TASK GOAL → Reproduce the closing part of the entries exactly: the line with "Locate the boat" and all lines after it, ending with the last line, and nothing else.

* start DATASET RECORDS *

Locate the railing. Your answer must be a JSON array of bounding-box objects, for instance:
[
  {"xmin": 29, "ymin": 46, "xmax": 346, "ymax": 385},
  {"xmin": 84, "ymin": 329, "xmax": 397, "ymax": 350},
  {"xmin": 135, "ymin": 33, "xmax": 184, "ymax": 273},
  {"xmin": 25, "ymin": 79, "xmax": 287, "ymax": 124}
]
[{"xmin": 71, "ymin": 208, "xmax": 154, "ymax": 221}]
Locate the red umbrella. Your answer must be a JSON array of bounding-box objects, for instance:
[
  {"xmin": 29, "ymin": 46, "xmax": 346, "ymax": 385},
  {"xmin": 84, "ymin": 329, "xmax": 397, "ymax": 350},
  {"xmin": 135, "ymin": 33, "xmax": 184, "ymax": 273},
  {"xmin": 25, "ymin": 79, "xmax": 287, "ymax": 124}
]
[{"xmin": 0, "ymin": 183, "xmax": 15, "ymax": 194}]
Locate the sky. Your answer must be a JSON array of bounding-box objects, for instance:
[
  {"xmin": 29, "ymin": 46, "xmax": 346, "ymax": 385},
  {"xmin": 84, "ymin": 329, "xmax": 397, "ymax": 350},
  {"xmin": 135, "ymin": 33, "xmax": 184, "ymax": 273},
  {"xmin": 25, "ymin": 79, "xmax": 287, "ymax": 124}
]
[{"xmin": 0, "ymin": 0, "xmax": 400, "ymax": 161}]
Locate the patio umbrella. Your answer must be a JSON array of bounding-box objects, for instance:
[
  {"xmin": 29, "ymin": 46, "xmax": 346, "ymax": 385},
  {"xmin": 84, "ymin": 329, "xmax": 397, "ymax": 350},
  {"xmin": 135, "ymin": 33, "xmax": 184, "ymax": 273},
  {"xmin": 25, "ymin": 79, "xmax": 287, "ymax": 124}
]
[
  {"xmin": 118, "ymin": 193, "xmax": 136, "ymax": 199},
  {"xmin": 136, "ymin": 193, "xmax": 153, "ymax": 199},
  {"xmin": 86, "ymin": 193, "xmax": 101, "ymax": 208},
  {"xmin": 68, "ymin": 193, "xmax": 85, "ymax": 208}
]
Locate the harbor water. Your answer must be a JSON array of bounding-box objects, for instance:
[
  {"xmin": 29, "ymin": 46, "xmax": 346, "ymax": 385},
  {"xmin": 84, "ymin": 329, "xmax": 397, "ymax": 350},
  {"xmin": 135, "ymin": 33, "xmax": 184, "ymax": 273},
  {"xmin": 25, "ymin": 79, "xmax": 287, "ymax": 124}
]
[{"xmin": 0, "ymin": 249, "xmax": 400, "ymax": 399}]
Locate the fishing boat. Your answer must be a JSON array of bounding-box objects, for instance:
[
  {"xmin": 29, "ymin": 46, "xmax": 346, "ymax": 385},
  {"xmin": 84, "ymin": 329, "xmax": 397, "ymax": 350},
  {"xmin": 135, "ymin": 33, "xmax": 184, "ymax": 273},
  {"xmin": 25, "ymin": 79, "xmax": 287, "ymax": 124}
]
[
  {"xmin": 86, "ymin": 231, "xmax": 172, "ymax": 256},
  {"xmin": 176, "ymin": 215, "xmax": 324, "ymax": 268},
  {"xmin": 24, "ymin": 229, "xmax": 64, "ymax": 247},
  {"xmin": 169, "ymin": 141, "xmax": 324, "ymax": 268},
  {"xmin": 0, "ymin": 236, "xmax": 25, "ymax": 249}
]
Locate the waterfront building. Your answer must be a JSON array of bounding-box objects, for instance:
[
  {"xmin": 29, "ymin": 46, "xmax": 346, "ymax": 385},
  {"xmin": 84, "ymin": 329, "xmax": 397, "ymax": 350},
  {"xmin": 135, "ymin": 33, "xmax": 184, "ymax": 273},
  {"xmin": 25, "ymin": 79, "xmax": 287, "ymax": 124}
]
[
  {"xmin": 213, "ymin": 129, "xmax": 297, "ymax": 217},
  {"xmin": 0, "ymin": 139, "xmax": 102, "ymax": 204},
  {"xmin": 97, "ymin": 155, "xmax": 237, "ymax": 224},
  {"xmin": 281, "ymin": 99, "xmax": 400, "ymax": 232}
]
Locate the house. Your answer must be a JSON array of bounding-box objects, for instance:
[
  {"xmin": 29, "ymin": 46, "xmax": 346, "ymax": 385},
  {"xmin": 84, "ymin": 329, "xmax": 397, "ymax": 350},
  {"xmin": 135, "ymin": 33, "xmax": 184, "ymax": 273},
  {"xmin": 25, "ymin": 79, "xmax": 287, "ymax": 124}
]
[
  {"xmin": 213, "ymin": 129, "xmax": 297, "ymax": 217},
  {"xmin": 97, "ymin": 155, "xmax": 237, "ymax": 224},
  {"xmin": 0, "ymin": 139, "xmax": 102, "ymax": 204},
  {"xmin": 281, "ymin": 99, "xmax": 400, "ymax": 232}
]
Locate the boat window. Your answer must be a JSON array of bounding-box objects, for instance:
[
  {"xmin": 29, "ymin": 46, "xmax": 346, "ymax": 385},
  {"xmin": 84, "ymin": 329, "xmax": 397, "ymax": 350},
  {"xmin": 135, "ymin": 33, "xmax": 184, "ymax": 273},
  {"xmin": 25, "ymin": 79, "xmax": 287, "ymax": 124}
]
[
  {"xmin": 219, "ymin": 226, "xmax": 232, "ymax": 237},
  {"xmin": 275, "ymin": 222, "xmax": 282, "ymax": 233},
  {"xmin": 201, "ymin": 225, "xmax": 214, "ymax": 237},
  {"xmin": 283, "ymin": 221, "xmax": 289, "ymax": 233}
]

* end DATASET RECORDS *

ANSWER →
Locate the boat window. Your answer must be a JSON array of bounding-box objects, for instance:
[
  {"xmin": 29, "ymin": 46, "xmax": 346, "ymax": 385},
  {"xmin": 84, "ymin": 329, "xmax": 397, "ymax": 350},
  {"xmin": 135, "ymin": 33, "xmax": 184, "ymax": 273},
  {"xmin": 25, "ymin": 79, "xmax": 287, "ymax": 124}
]
[
  {"xmin": 219, "ymin": 226, "xmax": 232, "ymax": 237},
  {"xmin": 275, "ymin": 222, "xmax": 282, "ymax": 233},
  {"xmin": 201, "ymin": 225, "xmax": 214, "ymax": 237},
  {"xmin": 283, "ymin": 221, "xmax": 289, "ymax": 233}
]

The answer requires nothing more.